Zu erledigen –
A. Nennen Sie alle Personen, die im Artikel zur Dingolfinger Stichwahl mit Vor- und Nachnamen vorkommen.
B. Schreiben Sie aus dem Artikel zur Dingolfinger Stichwahl alles von „Christine Trapp: Schon“ bis hinunter zu „gibt, wann dann?“ wortgetreu ab.

Textauszug –
══════════════════════════════

Dingolfinger Bürgermeisterkandidatin Trapp: "Es ist endlich Zeit für einen Wechsel"

Christine Trapp gibt sich optimistisch. Foto: Christine Daxl

Am 29. März wird endgültig entschieden, wer in Dingolfing die Nachfolge von Bürgermeister Josef Pellkofer antritt. Als Außenseiterin geht dabei Christine Trapp von der SPD ins Rennen, die im ersten Wahlgang 21 Prozent der Stimmen erreichte. Im Gespräch mit dem "DA" stand sie zu Themen wie die Corona-Krise, wie sie den Rückstand aufholen will und der Zusammensetzung des Stadtrates Rede und Antwort.

In einer Woche findet die Stichwahl statt. Mit welchem Gefühl gehen Sie in diesen letzten Showdown?

Christine Trapp: Schon mit einer gewissen Demut. Von fünf Kandidaten habe ich Platz zwei erreicht. Das ist nicht die Pole-Position, aber ich bin zuversichtlich. Stichwahlen haben ihre eigenen Gesetze. Auch andere Bürgermeisterkandidaten, die nicht in die Stichwahl gekommen sind, vertreten die Meinung, dass im Rathaus manche Strukturen eingefahren sind und der Stadtrat früher in die Entscheidungsprozesse eingebunden werden muss. Das ist doch eine klare Aussage! Wenn es also jetzt nach 30 Jahren keinen Wechsel gibt, wann dann?

Sie liegen nach dem ersten Wahlgang zurück. Wie wollen und können Sie die Stichwahl gewinnen?

══════════════════════════════

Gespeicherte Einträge
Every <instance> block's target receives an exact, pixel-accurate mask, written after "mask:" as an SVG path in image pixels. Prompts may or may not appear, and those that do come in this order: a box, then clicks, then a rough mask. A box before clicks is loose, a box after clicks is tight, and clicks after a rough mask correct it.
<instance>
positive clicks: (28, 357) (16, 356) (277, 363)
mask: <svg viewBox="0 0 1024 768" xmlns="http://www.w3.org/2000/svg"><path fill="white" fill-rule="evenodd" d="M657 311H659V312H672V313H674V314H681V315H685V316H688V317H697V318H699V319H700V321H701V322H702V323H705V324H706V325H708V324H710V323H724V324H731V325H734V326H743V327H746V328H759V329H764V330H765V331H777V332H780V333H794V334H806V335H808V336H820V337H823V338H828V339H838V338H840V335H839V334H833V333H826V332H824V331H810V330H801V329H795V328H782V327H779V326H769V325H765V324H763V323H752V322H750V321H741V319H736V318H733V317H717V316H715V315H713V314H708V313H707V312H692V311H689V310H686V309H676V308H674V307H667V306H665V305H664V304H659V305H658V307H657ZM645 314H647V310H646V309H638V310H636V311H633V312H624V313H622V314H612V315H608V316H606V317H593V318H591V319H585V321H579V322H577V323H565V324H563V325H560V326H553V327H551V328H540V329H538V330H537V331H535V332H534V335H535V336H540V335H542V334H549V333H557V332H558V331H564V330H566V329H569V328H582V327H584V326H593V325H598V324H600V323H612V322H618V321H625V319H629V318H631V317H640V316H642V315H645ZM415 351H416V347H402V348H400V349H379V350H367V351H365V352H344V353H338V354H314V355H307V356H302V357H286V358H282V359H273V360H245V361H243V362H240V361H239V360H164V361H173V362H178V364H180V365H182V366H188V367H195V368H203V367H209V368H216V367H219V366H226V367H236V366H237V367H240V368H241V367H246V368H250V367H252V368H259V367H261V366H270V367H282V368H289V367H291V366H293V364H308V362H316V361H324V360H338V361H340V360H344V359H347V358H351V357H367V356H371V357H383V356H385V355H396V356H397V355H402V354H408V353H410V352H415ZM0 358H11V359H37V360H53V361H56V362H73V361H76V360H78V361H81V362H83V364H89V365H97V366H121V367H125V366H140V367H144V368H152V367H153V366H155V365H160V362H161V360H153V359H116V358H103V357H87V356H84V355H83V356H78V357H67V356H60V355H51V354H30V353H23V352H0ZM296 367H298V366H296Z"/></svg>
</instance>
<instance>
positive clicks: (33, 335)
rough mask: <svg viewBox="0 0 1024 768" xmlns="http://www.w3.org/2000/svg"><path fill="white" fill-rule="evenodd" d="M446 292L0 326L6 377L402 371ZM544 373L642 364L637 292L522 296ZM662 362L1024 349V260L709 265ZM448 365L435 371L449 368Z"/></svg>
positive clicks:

══════════════════════════════

Lösungen –
A. Christine Trapp, Christine Daxl, Josef Pellkofer

B.
Christine Trapp: Schon mit einer gewissen Demut. Von fünf Kandidaten habe ich Platz zwei erreicht. Das ist nicht die Pole-Position, aber ich bin zuversichtlich. Stichwahlen haben ihre eigenen Gesetze. Auch andere Bürgermeisterkandidaten, die nicht in die Stichwahl gekommen sind, vertreten die Meinung, dass im Rathaus manche Strukturen eingefahren sind und der Stadtrat früher in die Entscheidungsprozesse eingebunden werden muss. Das ist doch eine klare Aussage! Wenn es also jetzt nach 30 Jahren keinen Wechsel gibt, wann dann?